▸ **TASK**:
Produce an exact copy of the listing.

-------- SOURCE INFORMATION

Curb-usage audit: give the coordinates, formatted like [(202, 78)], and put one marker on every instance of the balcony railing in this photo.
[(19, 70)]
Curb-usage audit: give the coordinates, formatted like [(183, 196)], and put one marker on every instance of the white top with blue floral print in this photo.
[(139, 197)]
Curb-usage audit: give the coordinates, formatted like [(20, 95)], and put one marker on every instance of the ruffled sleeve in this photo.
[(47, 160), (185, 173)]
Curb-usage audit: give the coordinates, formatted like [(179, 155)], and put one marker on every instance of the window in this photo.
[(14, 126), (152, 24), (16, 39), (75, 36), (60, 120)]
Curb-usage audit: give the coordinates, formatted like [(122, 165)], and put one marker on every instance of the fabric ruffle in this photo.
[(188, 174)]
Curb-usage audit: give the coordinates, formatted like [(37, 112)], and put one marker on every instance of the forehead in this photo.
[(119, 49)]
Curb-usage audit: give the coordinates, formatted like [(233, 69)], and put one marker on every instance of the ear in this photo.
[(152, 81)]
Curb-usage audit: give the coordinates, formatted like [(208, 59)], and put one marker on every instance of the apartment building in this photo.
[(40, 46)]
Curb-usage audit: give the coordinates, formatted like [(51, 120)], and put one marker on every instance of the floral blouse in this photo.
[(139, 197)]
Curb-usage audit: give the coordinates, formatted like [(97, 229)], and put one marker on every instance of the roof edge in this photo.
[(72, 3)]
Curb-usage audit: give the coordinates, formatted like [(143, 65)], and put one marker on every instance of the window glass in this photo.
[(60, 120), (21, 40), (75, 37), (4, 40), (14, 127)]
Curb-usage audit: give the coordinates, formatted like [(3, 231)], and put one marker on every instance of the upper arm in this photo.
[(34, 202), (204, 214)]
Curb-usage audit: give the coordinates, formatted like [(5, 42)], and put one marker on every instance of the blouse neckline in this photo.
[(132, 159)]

----------------

▸ **SOLUTION FOR THIS TASK**:
Curb-usage audit: give the coordinates, formatted like [(202, 78)], and put one marker on every instance of the balcony railing in this photo.
[(19, 70)]
Curb-usage audit: give the coordinates, formatted like [(183, 196)], and put one marker on every instance of the white top with blue floral print in this photo.
[(139, 197)]
Curb-usage audit: give the coordinates, formatted like [(20, 95)], and put one marker on every instance of the ruffled sleeve in this photo.
[(47, 160), (185, 173)]
Curb-usage audit: give the coordinates, formatted like [(179, 155)], and put one marker on every instance of the window in this photo.
[(14, 126), (152, 24), (16, 39), (75, 36), (60, 120)]
Curb-usage audit: give the coordinates, formatted like [(122, 165)], and put one marker on every instance of the fabric ruffle in this photo.
[(188, 174)]
Curb-usage audit: give the coordinates, formatted like [(37, 112)], and put one marker on every instance of the forehead in this photo.
[(119, 49)]
Curb-usage audit: give the coordinates, formatted like [(233, 69)], and put one marker on every instance of the ear in this photo.
[(152, 81)]
Curb-usage audit: give the coordinates, formatted like [(208, 59)], and put one marker on every instance of the apartment building in this photo.
[(40, 46)]
Curb-usage audit: give the coordinates, formatted like [(51, 120)], and put one marker on every instance of the floral blouse in this photo.
[(139, 197)]
Curb-usage audit: give the coordinates, formatted like [(97, 229)], and put one marker on every instance of the roof edge in this photo.
[(72, 3)]
Curb-usage audit: give the coordinates, formatted like [(143, 65)], and put one marker on every instance of the window glass in this photo.
[(60, 120), (21, 40), (75, 37), (4, 40), (14, 127)]
Curb-usage audit: give the coordinates, formatted like [(3, 231)], and put one marker on every instance of the upper arm in this photo.
[(34, 202), (204, 214)]
Curb-usage audit: give the coordinates, formatted like [(5, 42)], and put one marker on every instance of the blouse neckline in this photo.
[(132, 159)]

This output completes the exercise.